§ Exercise task 1
Decide whether each statement below agrees with the sermon passage on the kingdom of God, answering yes or no and quoting the words of the passage that settle it. (a) The speaker holds that the church replaced Israel. (b) According to the speaker, Jesus will receive more authority at the second coming. (c) The Jewish people of New Testament days expected a restored earthly political kingdom.
§ Exercise task 2
Write a continuation of the sermon passage on the kingdom of God, starting after its final sentence.

§ Passage
[Begin]

And later still he declared that after his departure from this world, his gospel of the kingdom would continue to be
proclaimed throughout the world.
He told his disciples in this gospel of the kingdom will be preached in all the world as a witness to all the nations,
Gentiles, and then the end will come.
And so the point we wish to make is this.
The kingdom of God of the New Testament that God inaugurated through the ministry, death,
resurrection, and enthronement of the Lord Jesus is the promised kingdom of David of the Old Testament.
And I want to tell you, very few people teach that.
They teach the kingdom, the messianic kingdom of David is going to be for physical
Jews and an earth, you know, in a future thousand -year Jewish millennium.
No.
The New Testament declares that all the promises of the Messiah, the messianic kingdom, are
realized through Jesus Christ.
And it was brought about by his life, his death, or resurrection, his resurrection from the dead, his ascension into
heaven, and he's enthroned at the right hand of God the Father now, sitting on the promised
throne of David, ruling over the people of God, over the world.
Jesus declared in John 17, the Father has given him authority over all flesh, all humanity, so
that he might give life to those whom the Father had given him.
Jesus has all authority in heaven and earth.
He's not going to have any more authority at the second coming.
His authority will be revealed and manifest then.
But he has all authority in heaven and earth now.
Jesus Christ is Lord.
And so the church of the New Testament is the promised Israel of the Old Testament under the new covenant.
The church did not replace Israel.
We are commonly falsely accused of teaching replacement theology.
No, the church didn't replace Israel.
That's a false charge.
The church is promised Israel of the kingdom of the Messiah.
We are.
Privileged and blessed to be the citizens of the kingdom of God, living in the kingdom of the son of David,
foretold and foreshadowed in the Old Testament.
What God had brought before his people through the coming of Jesus Christ was not what the Jewish people were
anticipating or desired.
Their expectations are far removed from that which God inaugurated through Jesus Christ.
The Jewish people of the New Testament days expected a restored earthly political kingdom with physical
borders ruled over by a son of David.
That's what the Pharisees were looking for.
That's what they were asking Jesus, when is the kingdom going to.
Appear?
But what God had promised ancient Israel was a kingdom that was spiritual in nature.

[End]

§ Given data
[Begin]

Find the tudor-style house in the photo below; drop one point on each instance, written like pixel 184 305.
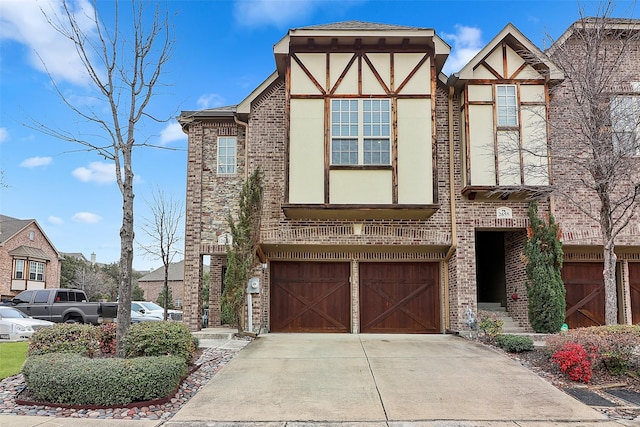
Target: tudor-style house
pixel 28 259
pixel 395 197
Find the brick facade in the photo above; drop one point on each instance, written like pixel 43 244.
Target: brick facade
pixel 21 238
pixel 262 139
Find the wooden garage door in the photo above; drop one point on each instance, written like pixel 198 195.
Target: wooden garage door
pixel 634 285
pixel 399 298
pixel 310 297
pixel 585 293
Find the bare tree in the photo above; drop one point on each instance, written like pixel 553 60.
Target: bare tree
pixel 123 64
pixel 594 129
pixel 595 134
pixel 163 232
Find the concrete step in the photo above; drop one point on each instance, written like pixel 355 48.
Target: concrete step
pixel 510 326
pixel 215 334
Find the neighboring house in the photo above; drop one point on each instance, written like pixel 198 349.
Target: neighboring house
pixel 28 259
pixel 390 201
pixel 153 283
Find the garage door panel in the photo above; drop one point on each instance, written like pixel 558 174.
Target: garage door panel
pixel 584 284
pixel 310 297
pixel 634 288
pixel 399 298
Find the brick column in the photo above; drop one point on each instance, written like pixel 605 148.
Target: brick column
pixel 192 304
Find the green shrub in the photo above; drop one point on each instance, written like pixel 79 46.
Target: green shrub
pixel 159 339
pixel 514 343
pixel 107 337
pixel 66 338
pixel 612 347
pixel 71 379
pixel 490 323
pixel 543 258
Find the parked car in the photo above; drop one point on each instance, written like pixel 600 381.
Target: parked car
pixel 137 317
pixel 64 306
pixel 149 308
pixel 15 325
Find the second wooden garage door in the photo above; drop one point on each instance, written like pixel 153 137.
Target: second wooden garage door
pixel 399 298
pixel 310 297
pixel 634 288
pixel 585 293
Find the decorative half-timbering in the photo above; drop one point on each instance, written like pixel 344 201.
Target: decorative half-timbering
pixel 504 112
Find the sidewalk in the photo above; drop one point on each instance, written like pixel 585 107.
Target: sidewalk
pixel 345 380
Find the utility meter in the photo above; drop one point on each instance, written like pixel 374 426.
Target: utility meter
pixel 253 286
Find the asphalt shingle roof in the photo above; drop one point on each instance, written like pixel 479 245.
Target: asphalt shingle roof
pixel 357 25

[End]
[Begin]

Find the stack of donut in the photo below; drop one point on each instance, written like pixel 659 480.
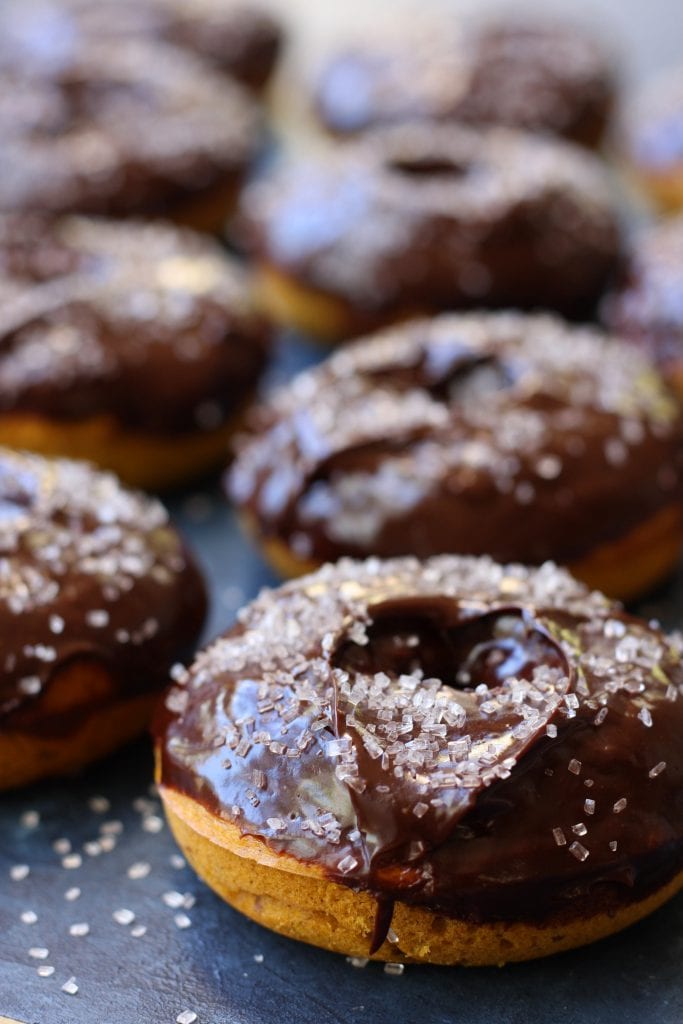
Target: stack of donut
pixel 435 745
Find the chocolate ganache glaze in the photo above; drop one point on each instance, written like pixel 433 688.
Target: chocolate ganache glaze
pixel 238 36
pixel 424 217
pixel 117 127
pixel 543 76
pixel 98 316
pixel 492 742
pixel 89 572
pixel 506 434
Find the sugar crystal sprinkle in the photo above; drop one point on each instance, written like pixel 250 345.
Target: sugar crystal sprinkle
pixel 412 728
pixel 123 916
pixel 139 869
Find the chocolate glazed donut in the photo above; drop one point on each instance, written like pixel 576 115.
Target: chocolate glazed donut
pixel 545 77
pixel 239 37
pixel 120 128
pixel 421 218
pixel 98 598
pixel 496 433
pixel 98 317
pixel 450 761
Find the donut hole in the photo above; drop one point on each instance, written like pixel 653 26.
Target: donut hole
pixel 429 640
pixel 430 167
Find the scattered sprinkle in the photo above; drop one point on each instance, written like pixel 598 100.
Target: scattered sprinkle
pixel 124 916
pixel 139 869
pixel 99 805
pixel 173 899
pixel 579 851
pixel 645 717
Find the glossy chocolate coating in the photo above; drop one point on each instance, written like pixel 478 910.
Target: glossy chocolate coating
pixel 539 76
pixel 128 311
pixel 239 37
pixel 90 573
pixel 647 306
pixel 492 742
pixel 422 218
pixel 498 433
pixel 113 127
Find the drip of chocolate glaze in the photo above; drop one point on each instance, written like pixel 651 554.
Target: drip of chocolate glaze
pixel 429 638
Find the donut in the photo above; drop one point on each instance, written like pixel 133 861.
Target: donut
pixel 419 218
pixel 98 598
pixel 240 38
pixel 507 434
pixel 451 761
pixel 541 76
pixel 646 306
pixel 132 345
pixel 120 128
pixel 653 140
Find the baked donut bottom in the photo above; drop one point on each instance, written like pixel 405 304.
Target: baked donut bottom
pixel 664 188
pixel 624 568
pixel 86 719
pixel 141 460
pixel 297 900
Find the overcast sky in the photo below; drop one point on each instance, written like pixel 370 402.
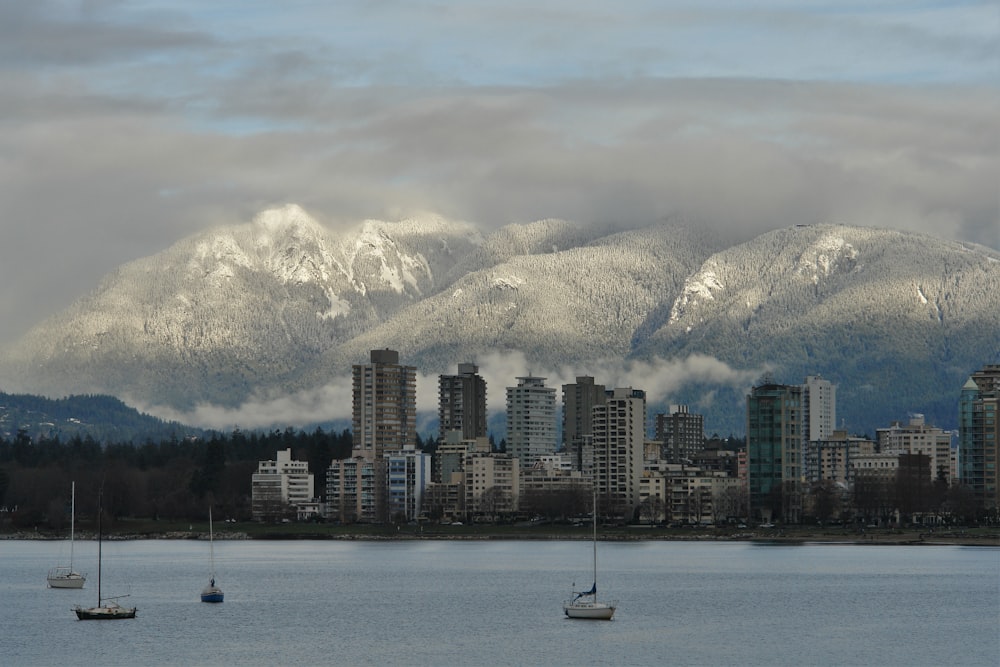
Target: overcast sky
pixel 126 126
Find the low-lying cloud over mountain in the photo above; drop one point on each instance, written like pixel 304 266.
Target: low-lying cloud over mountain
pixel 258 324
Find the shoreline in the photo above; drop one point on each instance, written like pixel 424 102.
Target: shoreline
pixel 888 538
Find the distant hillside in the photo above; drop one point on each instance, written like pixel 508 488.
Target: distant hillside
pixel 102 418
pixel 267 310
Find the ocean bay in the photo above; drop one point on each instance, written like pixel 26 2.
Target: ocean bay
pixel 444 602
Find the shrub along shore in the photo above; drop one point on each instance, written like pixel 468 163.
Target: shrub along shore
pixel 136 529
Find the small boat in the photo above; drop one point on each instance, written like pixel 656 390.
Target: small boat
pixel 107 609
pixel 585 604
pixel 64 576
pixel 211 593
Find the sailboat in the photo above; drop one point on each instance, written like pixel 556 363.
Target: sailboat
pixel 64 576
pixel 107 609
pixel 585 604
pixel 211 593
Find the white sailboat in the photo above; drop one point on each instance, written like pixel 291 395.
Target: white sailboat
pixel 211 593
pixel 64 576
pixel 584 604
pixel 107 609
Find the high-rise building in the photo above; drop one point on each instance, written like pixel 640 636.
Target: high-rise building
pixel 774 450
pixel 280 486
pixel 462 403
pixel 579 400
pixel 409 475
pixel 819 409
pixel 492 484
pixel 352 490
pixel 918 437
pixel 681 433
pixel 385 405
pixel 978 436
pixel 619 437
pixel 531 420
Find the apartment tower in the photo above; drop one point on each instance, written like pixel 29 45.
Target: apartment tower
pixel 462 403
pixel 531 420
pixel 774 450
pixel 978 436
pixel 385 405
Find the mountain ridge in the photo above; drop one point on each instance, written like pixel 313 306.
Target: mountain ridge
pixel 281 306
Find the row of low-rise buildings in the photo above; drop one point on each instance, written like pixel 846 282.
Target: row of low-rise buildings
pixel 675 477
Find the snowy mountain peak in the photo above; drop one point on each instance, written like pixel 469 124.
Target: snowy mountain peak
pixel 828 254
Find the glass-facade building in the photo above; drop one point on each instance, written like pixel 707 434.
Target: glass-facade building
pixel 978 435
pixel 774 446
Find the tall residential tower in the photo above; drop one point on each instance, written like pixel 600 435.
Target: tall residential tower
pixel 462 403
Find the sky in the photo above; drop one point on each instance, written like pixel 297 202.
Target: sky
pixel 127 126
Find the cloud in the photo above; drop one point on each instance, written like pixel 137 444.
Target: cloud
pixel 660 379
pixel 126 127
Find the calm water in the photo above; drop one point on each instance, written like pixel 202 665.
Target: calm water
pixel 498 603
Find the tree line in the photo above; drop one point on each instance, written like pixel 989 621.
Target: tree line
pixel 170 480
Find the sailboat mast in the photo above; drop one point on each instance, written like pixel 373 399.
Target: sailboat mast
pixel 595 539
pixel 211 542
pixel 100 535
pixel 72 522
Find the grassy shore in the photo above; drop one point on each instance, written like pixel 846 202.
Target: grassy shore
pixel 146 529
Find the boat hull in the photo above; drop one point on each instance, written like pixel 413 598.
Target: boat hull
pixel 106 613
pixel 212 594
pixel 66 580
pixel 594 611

[End]

§ Task response 1
(a) No: "The church did not replace Israel."
(b) No: "He's not going to have any more authority at the second coming."
(c) Yes: "The Jewish people of the New Testament days expected a restored earthly political kingdom with physical borders ruled over by a son of David."

§ Task response 2
The reason for this was because the real problem that brought an end to Israel's kingdom in the Old Testament was a spiritual problem.
They thought the problem were the Babylonians or the Assyrians.
No, the problem was them and their sin.
God was using Babylon and Assyria as his instrument of judgment.
It was their sin that had alienated them from the life enjoyed by those who know God and live before him in
his kingdom.
And so the Old Testament record of the physical enemies of Israel, their defeat of Israel, their subsequent oppression that
all Israel had experienced were God's just punishment upon Israel for its sin.
For Israel had violated, transgressed the Mosaic covenant with God and therefore God's promise
of a restored kingdom of David would be spiritual in nature, not physical.
God having brought a remedy to their backsliding and rebellion causing them to love him and serve him in faith and
obedience.
The Messiah would restore believing Jews to the promised kingdom, believing Jews only.
But he would.
Also deliver believing Gentiles from their sin, bringing them into his kingdom.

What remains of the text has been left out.